- **Document passage**
*** Block opens ***

Yeah. And my husband had to say to the taxi driver, my, my wife’s okay. It’s all right. I just let it go. Oh. I, it was, it’s a bummer. I don’t know. What’s your experience now that sort of, they’re a little bit past that moment. I mean, I know your younger ones are still studying, but Yeah. They’re
[00:43:58] ANNIE: still, um, I mean, if I’m having any issue now about being older, is that I decided to have them older and yeah, I, you know, in my.
My older daughter gets mad, mad at me if I don’t take care of myself. Mommy, I want you to, you know, live longer. You know, it’s like, you know, it’s like, you know, and you, you worry about that. But I, I believed in setting by example, by just working and then letting them see me work. Um, for sure. And, and not necessarily being so, so smothering and so close because I, I just knew.
I was an older mom and, and I knew they were gonna have to sort of deal with, with me leaving earlier than, you know, than possibly being around.
[00:44:38] JULIA: But were you always sanguine with it like that? I mean, you sound very,
[00:44:42] ANNIE: I think part of even having, um, more than one child was so they would have each other because, you know, I am very close with my siblings and uh, um.
When our parents did pass, you know, we really did close rank. You know, we really are tighter. Yeah.
[00:44:59] JULIA: Yeah. That’s beautiful. My husband’s father always used to say that his biggest accomplishment was that his own children were close. And I think that there’s something to be said for that.
[00:45:10] ANNIE: I mean, you do realize his pretty lucky what you have with your, your sibling, because a lot of families are not like that.
[00:45:15] JULIA: That’s right. Yeah.
[00:45:16] ANNIE: It’s, and more families are not like that actually.
[00:45:20] JULIA: Oh, God dammit. I don’t know if it was Margaret Mead. Somebody said, somebody said the big life challenge was to reconcile a sibling relationship, and if you can do that, you’re well on your way. Something to that effect. I don’t know if it’s Margaret Meade or not.
We could say it is. Um, doesn’t sound like Margaret Meat, do you think? No, it really doesn’t. It sounds like me bullshitting.
[00:45:43] ANNIE: That’s Jane Goodall. She’s talking about chimpanzees.
I, I do, I do love that picture. I, I, that’s, you know, funny thing finally looking at that picture of Jane Goodall and then like, realizing, oh, ’cause it was a very quick, it was a very quick shoot. And, um, and of course I wanted to be in the jungle with her or something. And then, um, where were you? No, we were like backstage somewhere.
I had like 10 minutes with her or something like that. And she hates having her picture taken. And maybe under those circumstances she hated it. And, um, you know, I, I took several pictures and then we went away from it. And then I looked at it and her face and said, oh my God. Because at a certain point she just stopped and gave me this look.

*** Block closes ***

- **Collected data**
*** Block opens ***

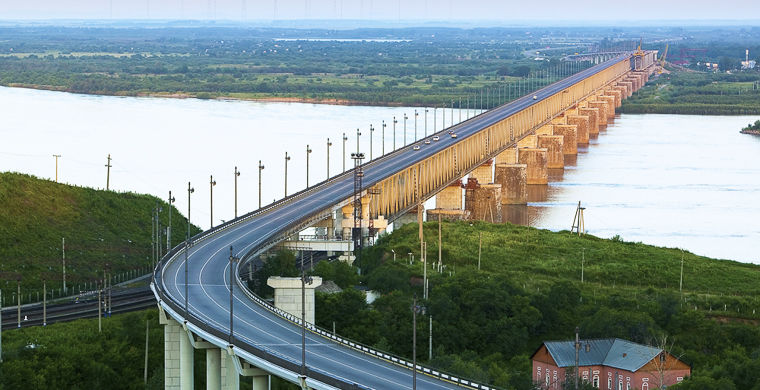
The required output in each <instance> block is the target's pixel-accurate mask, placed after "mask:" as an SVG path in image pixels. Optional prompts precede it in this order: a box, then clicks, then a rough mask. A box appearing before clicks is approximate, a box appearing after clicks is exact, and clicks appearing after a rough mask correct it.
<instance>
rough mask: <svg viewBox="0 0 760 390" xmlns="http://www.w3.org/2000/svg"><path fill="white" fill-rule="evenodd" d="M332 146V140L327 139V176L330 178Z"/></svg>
mask: <svg viewBox="0 0 760 390" xmlns="http://www.w3.org/2000/svg"><path fill="white" fill-rule="evenodd" d="M330 146H332V142H330V139H329V138H328V139H327V178H328V179H329V178H330Z"/></svg>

*** Block closes ***

- **Exercise tasks**
1. Translate this sentence from the interview transcript into Spanish: "My husband’s father always used to say that his biggest accomplishment was that his own children were close."
2. Continue the interview transcript from the point where it stops.
The lines have no connection to the interview transcript.

- **Activity answers**
1. El padre de mi esposo siempre decía que su mayor logro era que sus propios hijos fueran unidos.

2.
And after like, you know, hating it, hating it. And then she stopped and looked at me and I realized, oh my God, she’s looking at me. That’s why those chimpanzees really. Trust her because she was looking at, she, she was like dealing with it because everything’s in her face.
[00:46:38] JULIA: Totally. And I have to say, am I crazy?
But when I, I was looking at those pictures of her in your book and I thought, oh my God, does she look like this stunning. Chimpanzee in these photos. I’m not kidding.
[00:46:55] ANNIE: Okay, now you’re taking it too far. No, but I think it could have been the look, ’cause it that look. Yeah. I mean that’s not a look for a photograph that is like.
Like, okay, I’m gonna deal with this person who’s insane and I’m gonna like, you know, try to calm them down and I’m gonna do this.
[00:47:14] JULIA: Yeah. I mean, what an incredible woman. She, she was a powerhouse. Yeah. Uh, but wait a minute, I wanna go back to you having kids for a second. So you had your kids when you were in your fifties.
[00:47:28] ANNIE: I’m not telling, I’m not telling you. Oh, come on. You told me how old you were. No, no, no, no. I was, um, yeah, exactly. 50. Yeah,
[00:47:35] JULIA: exactly. 50 or 49, 50.
[00:47:36] ANNIE: You know, what happened was, um, I was seeing my, my, my doctor in. And I was just crying. ’cause I said, I realized it was my late forties. And I said, I can’t believe I’d let this time go by.
And, and I haven’t done this, you know, and I haven’t had children. And you know, Susan wasn’t interested in children and because she was a. A big child and, um, you know, and wasn’t interested and I would talk about it every now and then, and she was not interested and, and we didn’t, besides, we didn’t really have that kind of relationship.
You know, we had two separate apartments and she really had her, you know, but we had our own world, but we were really supported each other tremendously. But so, so he said to me, you can do it. And I said, really? And um, and I did it. Wow. Was it hard
[00:48:26] JULIA: to be pregnant at that age or not so much?
[00:48:28] ANNIE: No, not really. I was working, I was working, yeah, I was right.
Went on working. I remember going down to do Willie Nelson and I was really pregnant and there was so much pot, you know, in the, oh God, we were all stoned by my whole family and whole family. I’m sorry, my whole crew.
[00:48:43] JULIA: Yeah.
[00:48:43] ANNIE: And, um. And then we all went to, you know, what is it that salt pit afterwards to have like, you know, ribs or something.
’cause we yummy like crazy because we were stoned. We were, we had second, second, you know, what is it? Second Secondhand smoke. Secondhand smoke. And it’s, it’s just like, I love Willie Nelson. Okay.
[00:49:01] JULIA: He’s the greatest. Okay. Now let me ask you a couple quick questions. Is there something you go back and tell yourself at the age of 21?
I,
[00:49:08] ANNIE: I, I feel really lucky what I had the opportunity to do. I don’t know if I would’ve wanna be 21 again. No,
[00:49:14] JULIA: I wouldn’t either, for sure. Yeah. Forget it.
[00:49:16] ANNIE: I mean, I edited my first half of my work, 1973 to 1983. I edited that, those 10 years in, in, in depth. And I can stand outside of myself and look at that work and see that this kind of energy and verve and insanity of the way I was working and, um.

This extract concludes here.